Training Example 3
(Video Quality Problems Across Site)
Client had been complaining about poor video quality everywhere and particularly on Recorder 3.
Poor video quality (jumpiness or pixelation) implies dropped frames. It can be caused by the following:
- Network congestion visible in windows of higher latency and dropped packet events
- Storage performance visible in volume write latency and volume write queue depth
- Congestion on the storage network which is visible volume write & read latency as well as NIC dropped uploads/downloads on the storage network port.
- CPU Load preventing the system from keeping up.
Triage and Analysis
Most likely problem is network congestion.
Go to Recorder 3, and plot NIC: Download to see that the system is absorbing a daily peak of 26Mbps.
Add another plot for NIC: Dropped downloads. Here we can see that the dropped packets is steadily climbing confirming our suspicion.
Add another chart, choose “Cameras” and Select All. Then choose Camera: Latency. This plot shows a set of cameras spike periodically to over 100ms of latency which is not good.
Duplicate this camera plot and then choose Camera: Tcp port sum. This shows a steady flux, indicating sockets are getting re-established constantly to many cameras.
This adds weight to the assessment that it is Network issues. However, to be thorough, lets check storage.
Set a plot for Volume: Write throughput which tells us that we have a respectable amount of data getting written to disk.
Add a plot for Volume: Write latency and a graph for Volume: Write queue depth. Both of these charts are showing spikes which can also lead to dropped packets.
So we seem to be having both storage issues AND network issues. Let's look at them in combination by plotting CPU: Load, NIC: Dropped downloads, and Volume: queue depth together. CPU Load is high but not in the danger zone. If we look back a month or a quarter, this problem has been going on for quite a while. If we go all the way back to December 1st, we see that prior to December 19th, the storage and dropped downloads were not an issue. Furthermore, something happened to cause the CPU load to jump up 20%.
Something got added or changed on the servers to affect performance of ingesting data from the network and writing it to storage. Since the CPU load was completely saturated, it suggests something that would slow down processing of IO causing it to miss real-time deadlines. This raises suspicions that virus scanning is being done on the video data.
Customer confirmed that all servers got updated with IT mandated virus scanning software at that time.

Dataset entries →
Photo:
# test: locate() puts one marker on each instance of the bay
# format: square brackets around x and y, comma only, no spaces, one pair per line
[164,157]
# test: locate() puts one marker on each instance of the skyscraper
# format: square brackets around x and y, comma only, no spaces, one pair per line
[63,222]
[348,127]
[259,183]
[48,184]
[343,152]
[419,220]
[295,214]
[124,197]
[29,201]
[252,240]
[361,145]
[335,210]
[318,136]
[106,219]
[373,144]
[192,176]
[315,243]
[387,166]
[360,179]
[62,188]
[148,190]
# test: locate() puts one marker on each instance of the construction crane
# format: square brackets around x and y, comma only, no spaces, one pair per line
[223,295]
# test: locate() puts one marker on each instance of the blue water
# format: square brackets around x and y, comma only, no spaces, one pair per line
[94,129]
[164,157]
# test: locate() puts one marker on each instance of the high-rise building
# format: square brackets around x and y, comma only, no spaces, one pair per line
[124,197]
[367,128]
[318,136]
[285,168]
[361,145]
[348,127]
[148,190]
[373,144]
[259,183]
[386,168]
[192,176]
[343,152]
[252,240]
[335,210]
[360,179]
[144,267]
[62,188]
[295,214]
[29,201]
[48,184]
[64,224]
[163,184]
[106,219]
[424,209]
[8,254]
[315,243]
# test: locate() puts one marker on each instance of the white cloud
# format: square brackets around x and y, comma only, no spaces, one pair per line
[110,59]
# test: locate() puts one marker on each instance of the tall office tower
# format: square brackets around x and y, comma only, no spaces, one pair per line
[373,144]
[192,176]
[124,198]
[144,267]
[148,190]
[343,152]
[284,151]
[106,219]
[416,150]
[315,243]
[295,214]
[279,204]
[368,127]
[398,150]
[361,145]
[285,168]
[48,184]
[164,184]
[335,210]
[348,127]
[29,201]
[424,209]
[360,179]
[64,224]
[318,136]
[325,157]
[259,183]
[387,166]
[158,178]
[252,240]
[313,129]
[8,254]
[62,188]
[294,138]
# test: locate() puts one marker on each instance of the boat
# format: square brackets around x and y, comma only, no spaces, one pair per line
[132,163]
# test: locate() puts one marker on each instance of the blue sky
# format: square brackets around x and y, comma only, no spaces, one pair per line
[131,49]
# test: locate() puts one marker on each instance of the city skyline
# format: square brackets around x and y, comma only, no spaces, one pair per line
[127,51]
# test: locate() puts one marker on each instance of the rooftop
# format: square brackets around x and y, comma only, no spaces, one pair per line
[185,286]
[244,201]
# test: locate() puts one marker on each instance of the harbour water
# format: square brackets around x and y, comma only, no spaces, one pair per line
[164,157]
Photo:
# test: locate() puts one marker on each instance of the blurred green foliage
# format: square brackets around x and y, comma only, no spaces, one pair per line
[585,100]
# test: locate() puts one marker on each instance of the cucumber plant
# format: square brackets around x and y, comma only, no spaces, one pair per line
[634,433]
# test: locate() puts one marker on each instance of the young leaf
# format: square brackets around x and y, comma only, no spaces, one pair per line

Required action A →
Reproduce the troubleshooting example from "Triage and Analysis" to "lets check storage.".
Required action B →
Answer these questions from the troubleshooting example:
(i) What daily peak download does Recorder 3 absorb?
(ii) Before which date were the storage and dropped downloads not an issue?
(iii) What did the customer confirm had happened to all servers?
The lines above are not needed for this work.

Task answer A →
Triage and Analysis
Most likely problem is network congestion.
Go to Recorder 3, and plot NIC: Download to see that the system is absorbing a daily peak of 26Mbps.
Add another plot for NIC: Dropped downloads. Here we can see that the dropped packets is steadily climbing confirming our suspicion.
Add another chart, choose “Cameras” and Select All. Then choose Camera: Latency. This plot shows a set of cameras spike periodically to over 100ms of latency which is not good.
Duplicate this camera plot and then choose Camera: Tcp port sum. This shows a steady flux, indicating sockets are getting re-established constantly to many cameras.
This adds weight to the assessment that it is Network issues. However, to be thorough, lets check storage.

Task answer B →
(i) 26Mbps
(ii) December 19th
(iii) All servers got updated with IT mandated virus scanning software at that time.